● **CHALLENGE A**
Summarize the article on sales coaching in two sentences.

● **ARTICLE**
That same trend is now clearly evident within the realm of sales coaching. The 2017 Sales Enablement Optimization report by CSO Insights outlined this new reality with a series of surprising statistics: 

  • A casual, random approach to sales coaching is in rapid decline, dropping from 47.5 percent of trainings down to 34.7 percent in the last year. For many years, half of all sales managers handled sales training that way.
  • Instead, companies are increasingly moving to an informal set of sales coaching guidelines, without specifying a formal sales coaching process. Those numbers jumped last year from 25.5 percent of companies up to 35 percent.
  • While informal coaching guidelines are an improvement over directionless coaching, it still can’t pull lower performers up to the average level of win rate for forecasted deals.

The Significance of Dynamic Coaching

The average win rate is just over half of deals: 51.8 percent. Random coaching produces a win rate of 43.6 percent and informal guidelines can improve performance up to 50.9 percent. Better, but the competition still wins. A formal training process can bring a win rate up to 58.8 percent, but the best results come from dynamic sales coaching, which can deliver a 66.1 percent win rate.

Dynamic sales coaching aligns sales coaching with social selling activities and sales enablement tech to reinforce and enhance performance based on the strengths of each sales rep.

 Tamara Schenk, Research Director at CSO Insights, explained why dynamic coaching matters so much, “The good news is that organizations are shifting from random to informal approaches to sales coaching. The bad news is that significant performance improvements can only be achieved with a formal or even dynamic approach to sales coaching. That means that 69.7 percent of organizations don’t leverage the potential to improve their sales performance significantly.”

Correlating Learning to Revenue

That’s true for B2B buyers in every industry. They are more sophisticated about sales techniques than ever before, they are more likely to rely on the advice from close contacts than any sales content they read and they have been trained by consumer customer service standards to expect a much higher level of control over the buying process.

Dynamic coaching has proven more effective because it goes to the heart of how sales reps learn. Each has their own way of assimilating information and each needs a base level of mastery over the material before they begin applying it in the marketplace, where their income depends on what they do.

Our own correlation of learning behavior data to CRM postings revealed that sales reps who were able to finish our sales enablement platform all the way to certification posted measurably better performance. Within six months after certification, sales reps who stuck with the process were responsible for 38 percent more revenue and 55 percent more pipeline than those who didn’t make it all the way through training.

Data-Driven Sales Practices

Those numbers echo sales leader findings by McKinsey on what top-performing sales manager do differently. They reported that top-performing sales leaders built their sales teams using an analytical approach. Unlike the 75 percent of sales managers who rely on their own intuition for hiring, top sales leaders identify intrinsic traits and behaviors associated with strong performance, then create coaching plans to develop the right sales reps.

McKinsey wrote that:

“Many organizations rely on static training methods that tend to focus on a universal set of seller capabilities. Leading organizations shake up that playbook. They are twice as likely as laggards to tailor training by sales role, and nearly half say they spend significant time and money on training, compared with just over one-quarter of underperformers. They are also more likely to invest in technology and processes (e.g., differentiated CRM interfaces) that support the specific needs of different sales-team members. That investment translates into stronger capabilities in all major skills areas.” 

Summary

Dynamic coaching has delivered the most significant performance improvements overall, including a 27.6 percent spread in win rates for deals in the forecast over the more common, random approach to sales coaching. Dynamic coaching is the preferred choice of future-forward sales teams, as it incorporates the functionality of sales enablement tech with social selling techniques into a customer-oriented sales process, tuned to what each individual sales reps needs most.

● **CHALLENGE B**
Report every line of the records that contains the word "bark".

● **DATASET RECORDS**
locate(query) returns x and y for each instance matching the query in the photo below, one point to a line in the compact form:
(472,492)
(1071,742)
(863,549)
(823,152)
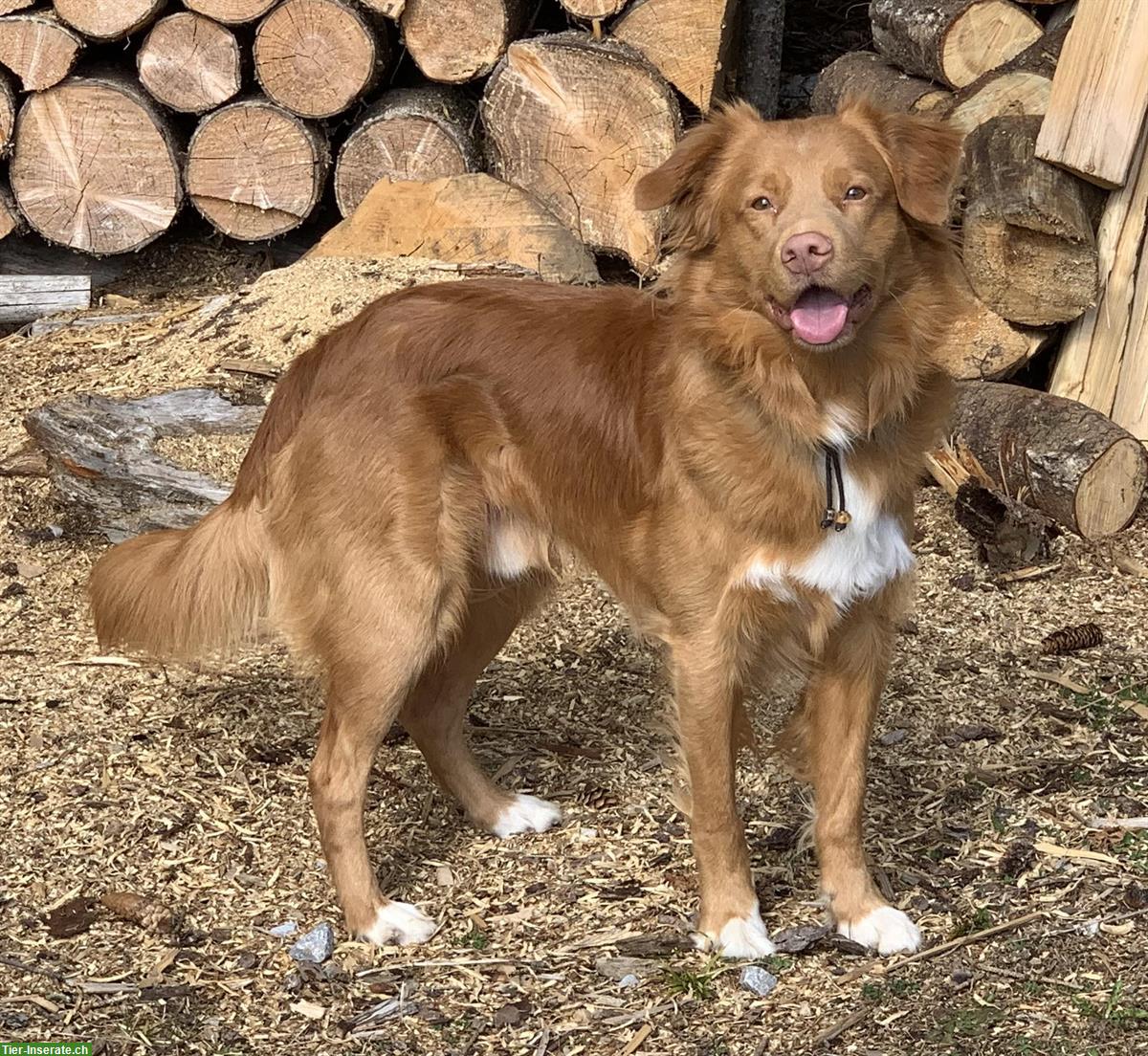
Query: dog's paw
(399,924)
(740,938)
(885,930)
(526,814)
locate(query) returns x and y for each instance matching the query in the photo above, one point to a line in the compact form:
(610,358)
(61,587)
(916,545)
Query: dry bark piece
(464,219)
(871,76)
(255,170)
(189,63)
(39,50)
(96,165)
(1027,239)
(457,40)
(952,41)
(102,21)
(545,112)
(408,135)
(1060,457)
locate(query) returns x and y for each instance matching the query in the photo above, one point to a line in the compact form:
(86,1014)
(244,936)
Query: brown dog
(736,459)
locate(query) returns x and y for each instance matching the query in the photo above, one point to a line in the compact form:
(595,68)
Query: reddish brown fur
(666,439)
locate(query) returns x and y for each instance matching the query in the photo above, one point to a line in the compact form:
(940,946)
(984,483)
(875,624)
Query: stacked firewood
(118,112)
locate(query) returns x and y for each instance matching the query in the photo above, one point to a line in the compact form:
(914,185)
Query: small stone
(316,946)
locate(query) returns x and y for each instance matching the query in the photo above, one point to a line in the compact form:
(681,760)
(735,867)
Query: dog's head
(808,222)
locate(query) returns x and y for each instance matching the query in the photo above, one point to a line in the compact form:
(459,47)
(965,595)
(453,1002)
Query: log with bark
(255,170)
(457,40)
(687,40)
(315,57)
(1067,460)
(464,219)
(578,123)
(952,41)
(38,49)
(408,135)
(871,76)
(1027,236)
(189,63)
(96,165)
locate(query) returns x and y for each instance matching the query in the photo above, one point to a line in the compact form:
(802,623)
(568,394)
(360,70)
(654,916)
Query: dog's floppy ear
(684,183)
(922,153)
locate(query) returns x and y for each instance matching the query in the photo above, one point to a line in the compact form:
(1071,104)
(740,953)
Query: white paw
(399,924)
(740,938)
(526,814)
(885,930)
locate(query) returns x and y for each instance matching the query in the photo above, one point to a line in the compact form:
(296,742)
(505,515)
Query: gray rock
(316,946)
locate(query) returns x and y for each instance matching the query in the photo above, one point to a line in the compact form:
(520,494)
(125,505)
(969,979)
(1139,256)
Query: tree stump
(952,41)
(39,50)
(96,166)
(255,170)
(1027,239)
(463,219)
(102,21)
(578,123)
(315,57)
(408,135)
(189,63)
(457,40)
(687,40)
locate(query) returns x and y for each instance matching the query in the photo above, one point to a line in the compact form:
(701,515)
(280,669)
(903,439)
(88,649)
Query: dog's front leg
(729,922)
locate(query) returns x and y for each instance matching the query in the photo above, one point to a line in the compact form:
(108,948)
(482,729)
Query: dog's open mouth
(820,315)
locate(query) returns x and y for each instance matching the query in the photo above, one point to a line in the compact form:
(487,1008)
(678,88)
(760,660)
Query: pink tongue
(819,316)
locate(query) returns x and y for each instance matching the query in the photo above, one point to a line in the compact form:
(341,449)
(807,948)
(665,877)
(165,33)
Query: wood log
(102,21)
(1067,460)
(39,50)
(1021,87)
(315,57)
(687,40)
(952,41)
(189,63)
(464,219)
(1100,93)
(870,76)
(231,11)
(1028,246)
(28,297)
(255,170)
(457,40)
(96,165)
(544,113)
(408,135)
(102,459)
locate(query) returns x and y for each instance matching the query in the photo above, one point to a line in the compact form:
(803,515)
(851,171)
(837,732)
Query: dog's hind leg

● **EXERCISE ANSWER A**
Sales coaching is moving away from random approaches toward informal guidelines, but only formal and especially dynamic coaching lifts win rates well above the 51.8 percent average, with dynamic coaching reaching 66.1 percent. Dynamic coaching works because it goes to the heart of how sales reps learn, and reps who finished the sales enablement platform through certification brought in 38 percent more revenue and 55 percent more pipeline within six months.

● **EXERCISE ANSWER B**
Query: dry bark piece
Query: log with bark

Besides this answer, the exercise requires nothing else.